> Dokumenttext
Umfangreiches, kostenloses Material für alle

Der von den Landesmedienanstalten getragene Verein bietet Internetseiten mit kindgerechtem Material, ergänzt durch eine Internetseite für Pädagogen und Eltern. Dazu gehört außerdem ein Handbuch mit Aufgaben, Arbeitsbögen und Hintergrundinformationen. Alle diese Angebote gibt es kostenlos für Grundschulen, die sich am Projekt beteiligen. Diejenigen Schulen, die das Leitbild des Projektes mit Leben erfüllen, werden mit einem Qualitätssiegel ausgezeichnet, das in diesem Jahr in feierlichem Rahmen von Bildungssenatorin Prof. Eva Quante-Brandt überreicht wurde.

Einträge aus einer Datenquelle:
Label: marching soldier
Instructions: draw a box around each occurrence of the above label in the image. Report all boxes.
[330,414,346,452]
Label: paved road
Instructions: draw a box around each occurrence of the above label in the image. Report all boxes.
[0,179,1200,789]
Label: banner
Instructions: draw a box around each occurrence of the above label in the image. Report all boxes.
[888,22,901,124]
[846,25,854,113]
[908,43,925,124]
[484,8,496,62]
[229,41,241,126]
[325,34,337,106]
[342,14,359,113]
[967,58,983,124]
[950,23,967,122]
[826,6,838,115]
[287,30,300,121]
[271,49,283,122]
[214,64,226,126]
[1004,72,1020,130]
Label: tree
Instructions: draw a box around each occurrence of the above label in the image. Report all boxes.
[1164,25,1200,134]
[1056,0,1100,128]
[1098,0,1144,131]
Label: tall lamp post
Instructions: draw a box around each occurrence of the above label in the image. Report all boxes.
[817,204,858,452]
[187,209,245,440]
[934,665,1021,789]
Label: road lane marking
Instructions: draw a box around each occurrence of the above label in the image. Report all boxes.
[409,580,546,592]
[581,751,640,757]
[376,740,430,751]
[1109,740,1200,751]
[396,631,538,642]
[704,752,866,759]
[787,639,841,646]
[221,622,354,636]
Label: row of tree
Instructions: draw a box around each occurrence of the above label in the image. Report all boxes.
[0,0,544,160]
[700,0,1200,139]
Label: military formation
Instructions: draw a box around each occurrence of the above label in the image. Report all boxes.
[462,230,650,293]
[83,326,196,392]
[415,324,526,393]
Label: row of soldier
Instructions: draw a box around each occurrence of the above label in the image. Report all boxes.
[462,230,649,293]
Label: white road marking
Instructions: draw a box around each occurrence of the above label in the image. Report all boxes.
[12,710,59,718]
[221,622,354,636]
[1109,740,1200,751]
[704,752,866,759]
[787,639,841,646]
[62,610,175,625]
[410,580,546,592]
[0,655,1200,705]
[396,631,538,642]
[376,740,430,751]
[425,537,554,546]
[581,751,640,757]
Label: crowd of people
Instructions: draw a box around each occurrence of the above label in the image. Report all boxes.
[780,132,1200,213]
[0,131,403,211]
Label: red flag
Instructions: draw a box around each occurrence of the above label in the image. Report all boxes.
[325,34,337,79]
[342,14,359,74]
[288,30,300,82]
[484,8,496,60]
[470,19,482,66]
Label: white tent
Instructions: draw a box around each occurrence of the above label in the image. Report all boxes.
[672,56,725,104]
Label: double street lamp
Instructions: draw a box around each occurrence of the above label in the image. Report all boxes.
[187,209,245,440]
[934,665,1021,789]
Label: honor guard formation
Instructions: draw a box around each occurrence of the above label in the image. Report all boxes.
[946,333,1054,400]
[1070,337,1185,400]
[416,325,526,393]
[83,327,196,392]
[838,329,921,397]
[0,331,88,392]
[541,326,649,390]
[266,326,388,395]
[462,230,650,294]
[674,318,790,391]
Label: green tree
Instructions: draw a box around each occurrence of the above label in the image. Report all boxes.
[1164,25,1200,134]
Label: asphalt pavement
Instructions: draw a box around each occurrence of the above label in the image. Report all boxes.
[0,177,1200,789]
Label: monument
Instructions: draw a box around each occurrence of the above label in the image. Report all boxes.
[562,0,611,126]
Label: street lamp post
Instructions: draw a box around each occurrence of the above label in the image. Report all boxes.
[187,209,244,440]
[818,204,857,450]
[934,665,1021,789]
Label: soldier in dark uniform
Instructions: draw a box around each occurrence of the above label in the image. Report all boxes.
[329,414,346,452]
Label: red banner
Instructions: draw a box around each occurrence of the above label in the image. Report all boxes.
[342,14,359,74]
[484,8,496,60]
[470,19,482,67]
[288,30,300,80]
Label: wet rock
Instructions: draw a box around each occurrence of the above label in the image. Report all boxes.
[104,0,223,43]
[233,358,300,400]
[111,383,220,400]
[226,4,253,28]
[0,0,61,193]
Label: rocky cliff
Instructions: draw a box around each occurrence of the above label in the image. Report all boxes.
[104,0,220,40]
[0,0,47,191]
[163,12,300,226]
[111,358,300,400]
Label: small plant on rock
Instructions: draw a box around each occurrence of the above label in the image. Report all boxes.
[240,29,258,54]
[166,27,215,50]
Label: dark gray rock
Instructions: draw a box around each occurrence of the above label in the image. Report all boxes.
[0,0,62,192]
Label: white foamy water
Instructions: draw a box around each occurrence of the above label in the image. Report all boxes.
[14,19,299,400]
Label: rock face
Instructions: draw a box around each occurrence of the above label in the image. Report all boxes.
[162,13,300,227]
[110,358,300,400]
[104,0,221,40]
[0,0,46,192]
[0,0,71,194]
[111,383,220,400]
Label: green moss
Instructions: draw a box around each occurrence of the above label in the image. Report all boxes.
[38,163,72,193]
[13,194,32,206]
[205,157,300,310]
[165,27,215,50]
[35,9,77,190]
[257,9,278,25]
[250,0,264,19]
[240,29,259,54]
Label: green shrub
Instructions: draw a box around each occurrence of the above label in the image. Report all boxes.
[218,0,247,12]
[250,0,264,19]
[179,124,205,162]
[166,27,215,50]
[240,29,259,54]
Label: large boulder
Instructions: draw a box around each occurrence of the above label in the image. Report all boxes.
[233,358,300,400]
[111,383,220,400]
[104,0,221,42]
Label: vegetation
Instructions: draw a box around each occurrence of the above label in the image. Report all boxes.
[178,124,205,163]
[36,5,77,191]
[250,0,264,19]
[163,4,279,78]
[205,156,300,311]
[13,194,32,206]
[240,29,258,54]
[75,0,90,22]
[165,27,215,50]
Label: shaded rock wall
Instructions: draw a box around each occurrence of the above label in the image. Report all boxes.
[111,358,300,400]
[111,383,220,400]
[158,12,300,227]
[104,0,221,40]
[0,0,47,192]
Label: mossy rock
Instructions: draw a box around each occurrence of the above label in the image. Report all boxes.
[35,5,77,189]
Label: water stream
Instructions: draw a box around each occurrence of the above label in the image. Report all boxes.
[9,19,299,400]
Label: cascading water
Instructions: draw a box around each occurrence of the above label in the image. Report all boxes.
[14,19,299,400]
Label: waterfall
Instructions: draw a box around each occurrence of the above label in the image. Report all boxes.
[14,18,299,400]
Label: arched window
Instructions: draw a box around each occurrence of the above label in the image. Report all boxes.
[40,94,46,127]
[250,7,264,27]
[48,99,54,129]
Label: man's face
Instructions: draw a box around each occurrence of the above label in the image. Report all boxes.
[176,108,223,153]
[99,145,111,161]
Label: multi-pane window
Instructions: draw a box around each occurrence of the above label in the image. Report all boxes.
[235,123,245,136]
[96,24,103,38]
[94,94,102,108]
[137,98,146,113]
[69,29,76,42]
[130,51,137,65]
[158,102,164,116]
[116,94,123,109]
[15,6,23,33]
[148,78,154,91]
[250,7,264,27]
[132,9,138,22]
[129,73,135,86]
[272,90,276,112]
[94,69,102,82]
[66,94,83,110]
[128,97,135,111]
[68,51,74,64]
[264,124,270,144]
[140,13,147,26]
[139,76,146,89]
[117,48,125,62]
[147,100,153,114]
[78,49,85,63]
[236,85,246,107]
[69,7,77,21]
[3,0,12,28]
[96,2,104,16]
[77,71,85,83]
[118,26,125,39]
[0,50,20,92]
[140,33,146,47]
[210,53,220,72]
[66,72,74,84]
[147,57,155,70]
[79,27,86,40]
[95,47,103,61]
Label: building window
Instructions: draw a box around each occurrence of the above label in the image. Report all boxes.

> Ihre Aufgaben
a - Prüfen Sie, ob die folgenden Aussagen mit dem Text über das kostenlose Material übereinstimmen, und belegen Sie jede Antwort mit den entscheidenden Worten des Textes. (i) Das Handbuch enthält Arbeitsbögen. (ii) Die Angebote sind für alle Grundschulen kostenlos, auch wenn sie sich nicht am Projekt beteiligen. (iii) Das Qualitätssiegel wurde von Bildungssenatorin Prof. Eva Quante-Brandt überreicht.
b - Schreiben Sie aus dem Text über das kostenlose Material den Abschnitt wortgetreu ab, der mit den Worten „Umfangreiches, kostenloses Material“ beginnt und mit „Quante-Brandt überreicht wurde.“ endet.
c - Führen Sie den Text über das kostenlose Material im Anschluss an seinen letzten Satz weiter.

> Die Lösungen
a -
(i) Ja: „ein Handbuch mit Aufgaben, Arbeitsbögen und Hintergrundinformationen“
(ii) Nein: „kostenlos für Grundschulen, die sich am Projekt beteiligen“
(iii) Ja: „von Bildungssenatorin Prof. Eva Quante-Brandt überreicht wurde“

b -
Umfangreiches, kostenloses Material für alle

Der von den Landesmedienanstalten getragene Verein bietet Internetseiten mit kindgerechtem Material, ergänzt durch eine Internetseite für Pädagogen und Eltern. Dazu gehört außerdem ein Handbuch mit Aufgaben, Arbeitsbögen und Hintergrundinformationen. Alle diese Angebote gibt es kostenlos für Grundschulen, die sich am Projekt beteiligen. Diejenigen Schulen, die das Leitbild des Projektes mit Leben erfüllen, werden mit einem Qualitätssiegel ausgezeichnet, das in diesem Jahr in feierlichem Rahmen von Bildungssenatorin Prof. Eva Quante-Brandt überreicht wurde.

c -
Die kompetente Nutzung digitaler Medien ist nicht nur für Einstellungschancen und Berufsleben von Bedeutung, sondern mindestens ebenso wichtig für selbstbestimmten, kritischen und verantwortungsbewussten Umgang mit digitalen Medien im privaten, gesellschaftlichen und politischen Leben. Informationsbeschaffung, Umgang mit persönlichen Daten, Rechtsfragen – nur, wer sich auskennt, kann bewusst Entscheidungen treffen. Dies erfordert neben dem Lernen mit Medien auch ein Lernen über Medien. Das leistet das Projekt „ausgezeichnete Internet-abc-Schule“ auf hervorragend Weise.
Inzwischen nehmen 30 Prozent der Bremer Grundschulen am Internet-abc teil.
Weitere Schulen sind herzlich willkommen!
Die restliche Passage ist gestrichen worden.